The task here is to set down every line of the listing exactly.
[Supplied data]
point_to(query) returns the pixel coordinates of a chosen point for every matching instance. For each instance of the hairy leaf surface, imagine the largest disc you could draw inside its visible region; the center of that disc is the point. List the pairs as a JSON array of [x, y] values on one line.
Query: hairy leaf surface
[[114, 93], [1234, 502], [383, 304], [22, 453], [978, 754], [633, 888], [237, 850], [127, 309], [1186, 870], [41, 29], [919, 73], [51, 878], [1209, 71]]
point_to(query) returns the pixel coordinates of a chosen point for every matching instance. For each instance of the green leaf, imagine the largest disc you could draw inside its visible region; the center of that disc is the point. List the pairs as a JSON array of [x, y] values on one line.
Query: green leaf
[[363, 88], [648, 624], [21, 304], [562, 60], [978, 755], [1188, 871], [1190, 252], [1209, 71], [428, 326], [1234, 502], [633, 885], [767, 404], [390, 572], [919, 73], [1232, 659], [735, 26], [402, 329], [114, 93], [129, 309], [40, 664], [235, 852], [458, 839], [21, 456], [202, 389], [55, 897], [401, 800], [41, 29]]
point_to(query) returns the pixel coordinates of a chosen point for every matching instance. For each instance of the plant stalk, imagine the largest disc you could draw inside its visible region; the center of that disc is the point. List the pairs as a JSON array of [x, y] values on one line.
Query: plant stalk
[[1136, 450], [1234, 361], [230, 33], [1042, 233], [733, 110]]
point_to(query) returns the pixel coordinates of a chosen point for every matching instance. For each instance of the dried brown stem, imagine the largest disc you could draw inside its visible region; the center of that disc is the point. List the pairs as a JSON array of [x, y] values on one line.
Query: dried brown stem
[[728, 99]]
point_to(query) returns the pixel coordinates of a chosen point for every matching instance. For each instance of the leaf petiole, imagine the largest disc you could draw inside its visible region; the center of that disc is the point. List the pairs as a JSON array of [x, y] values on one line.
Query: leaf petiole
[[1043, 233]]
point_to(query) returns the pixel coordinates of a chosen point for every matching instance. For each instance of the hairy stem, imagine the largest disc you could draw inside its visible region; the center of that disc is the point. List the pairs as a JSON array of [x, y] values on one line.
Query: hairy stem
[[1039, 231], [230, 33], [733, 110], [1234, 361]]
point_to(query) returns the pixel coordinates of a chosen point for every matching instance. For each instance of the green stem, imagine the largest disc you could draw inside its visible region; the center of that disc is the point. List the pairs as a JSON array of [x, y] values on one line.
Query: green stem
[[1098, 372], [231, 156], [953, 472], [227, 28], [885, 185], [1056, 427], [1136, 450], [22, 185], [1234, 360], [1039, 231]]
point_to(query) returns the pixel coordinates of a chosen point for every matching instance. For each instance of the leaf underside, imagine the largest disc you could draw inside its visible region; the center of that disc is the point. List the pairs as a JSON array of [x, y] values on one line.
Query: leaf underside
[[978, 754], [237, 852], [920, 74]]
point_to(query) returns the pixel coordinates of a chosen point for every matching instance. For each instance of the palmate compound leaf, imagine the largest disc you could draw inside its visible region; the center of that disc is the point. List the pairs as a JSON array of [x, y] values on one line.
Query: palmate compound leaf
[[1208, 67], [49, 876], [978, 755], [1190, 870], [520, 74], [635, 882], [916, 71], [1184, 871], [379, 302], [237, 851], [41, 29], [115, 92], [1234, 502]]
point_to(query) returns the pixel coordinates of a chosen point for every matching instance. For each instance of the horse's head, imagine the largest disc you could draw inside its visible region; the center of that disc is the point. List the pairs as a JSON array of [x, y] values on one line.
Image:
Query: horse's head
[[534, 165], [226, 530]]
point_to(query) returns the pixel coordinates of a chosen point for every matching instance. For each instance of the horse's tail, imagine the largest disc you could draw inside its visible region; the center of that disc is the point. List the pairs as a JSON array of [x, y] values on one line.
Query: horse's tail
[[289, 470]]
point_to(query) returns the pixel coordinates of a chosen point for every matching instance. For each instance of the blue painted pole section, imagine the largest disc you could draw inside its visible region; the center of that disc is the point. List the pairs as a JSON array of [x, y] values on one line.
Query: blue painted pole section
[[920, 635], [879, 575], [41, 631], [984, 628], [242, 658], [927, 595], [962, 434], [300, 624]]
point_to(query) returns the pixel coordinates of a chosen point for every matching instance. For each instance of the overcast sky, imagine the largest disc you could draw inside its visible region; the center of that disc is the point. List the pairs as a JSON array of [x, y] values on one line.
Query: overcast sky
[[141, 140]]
[/Supplied data]
Exercise output:
point_to(query) returns the pixel coordinates of a chosen point for every matching instance. For each instance of the hairy leaf surface, imagine the largest disc you could draw inside its visible region; the center of that disc is the point. List the pairs as a JSON array of [x, y] values on one line.
Query: hairy leaf surface
[[114, 93], [1234, 502], [383, 304], [22, 453], [978, 754], [633, 888], [237, 850], [127, 309], [1186, 870], [41, 29], [919, 73], [51, 878], [1209, 71]]
point_to(query) returns the pixel coordinates of a chosen point for every matching instance. For each instance of the green leaf, imagine the largest disc you could draw inside its visible region; the center of that disc is the point. List the pairs as a JSON array of [x, y] values on one line.
Query: green leaf
[[363, 88], [648, 624], [21, 304], [562, 60], [978, 755], [1188, 871], [1190, 252], [1209, 71], [428, 326], [1234, 502], [633, 885], [767, 404], [390, 572], [919, 73], [1232, 659], [735, 26], [402, 329], [114, 93], [129, 309], [40, 664], [235, 852], [458, 839], [21, 456], [202, 389], [55, 897], [401, 800], [41, 29]]
point_to(query) returns the pixel coordinates of a chosen point for every matching instance. For each instance of the plant stalk, imagine the largest disc you could draw inside its visible region; the center of that disc is the point. List the pairs as a JSON array of [x, y] values on one line.
Query: plant stalk
[[1136, 450], [1234, 361], [230, 33], [1042, 233], [733, 110]]
point_to(query) returns the pixel coordinates of a chosen point for every matching instance. For each instance of the dried brown stem, imagine the largest disc you could draw inside its visible region; the center of that disc is the point. List the pairs as a JSON array of [x, y] values on one line.
Query: dried brown stem
[[728, 99]]
point_to(query) returns the pixel coordinates of a chosen point for every matching instance. For each instance of the leaf petiole, imagine the largest disc you could draw inside its visible region; the center of that disc is the point. List the pairs as a JSON array of [x, y] values on one line.
Query: leaf petiole
[[1043, 233]]
point_to(query) returns the pixel coordinates of a chosen point for every matching instance. For each instance of the hairy stem, imagine the largest disc you could draw inside its visible region; the center of that disc is the point. List the pairs as a JSON array of [x, y] values on one line.
Query: hairy stem
[[1039, 231], [230, 33], [733, 110], [1234, 361]]
point_to(query) returns the pixel coordinates of a chosen point for every matching instance. For each instance of the green stem, imagine the largest disc you could draw inside its visible region; the center of that disc is the point. List the pairs as a JSON array of [x, y] values on one line.
Query: green stem
[[1098, 372], [231, 156], [953, 472], [227, 28], [885, 185], [1056, 427], [1136, 450], [22, 185], [1234, 360], [1039, 231]]
point_to(query) returns the pixel coordinates of a chosen point for every matching instance. For each instance of the leaf underside, imagine the largest disc you could draw inside its visible region; the center of that disc is the point. List the pairs as a JSON array of [x, y] values on one line.
Query: leaf underside
[[978, 754], [237, 852], [920, 74]]
point_to(query) returns the pixel coordinates of a chosen point for every matching instance. For each instance of the palmate compound leaf, imagine the largest disc you could draw inside its visible region; the center of that disc is the point. List the pairs as a JSON array of [x, y] values on one line.
Query: palmate compound leaf
[[1208, 67], [49, 876], [978, 755], [1190, 870], [520, 74], [635, 882], [916, 71], [1184, 871], [379, 302], [237, 851], [41, 29], [115, 92], [1234, 502]]
point_to(query) returns the pixel coordinates of a chosen point for every matching instance. For each instance of the horse's head, imagine the largest disc you could draw inside its visible region; the center of that disc is the point. List the pairs as a JSON array of [x, y] values on one line.
Image:
Query: horse's head
[[534, 165], [226, 530]]
point_to(query) returns the pixel coordinates of a chosen point for every matching instance. For each instance of the horse's tail, imagine the largest disc you could draw inside its visible region; the center of that disc is the point. List the pairs as a JSON array of [x, y] values on one line.
Query: horse's tail
[[289, 470]]
point_to(query) returns the pixel coordinates of a chosen point for every matching instance. For each instance of the blue painted pole section, imagine the largest disc you could draw inside its visible region; the center of that disc is the point. List the pairs as a JSON array of [x, y] values on one line.
Query: blue painted pole section
[[920, 635], [879, 575], [41, 631], [984, 628], [242, 658], [927, 595], [962, 434], [300, 624]]
point_to(query) returns the pixel coordinates of a chosen point for every matching instance. For each instance of the overcast sky, imagine the largest disc you could draw inside its visible region; the center of that disc is the point. List the pairs as a JSON array of [x, y] values on one line.
Query: overcast sky
[[141, 140]]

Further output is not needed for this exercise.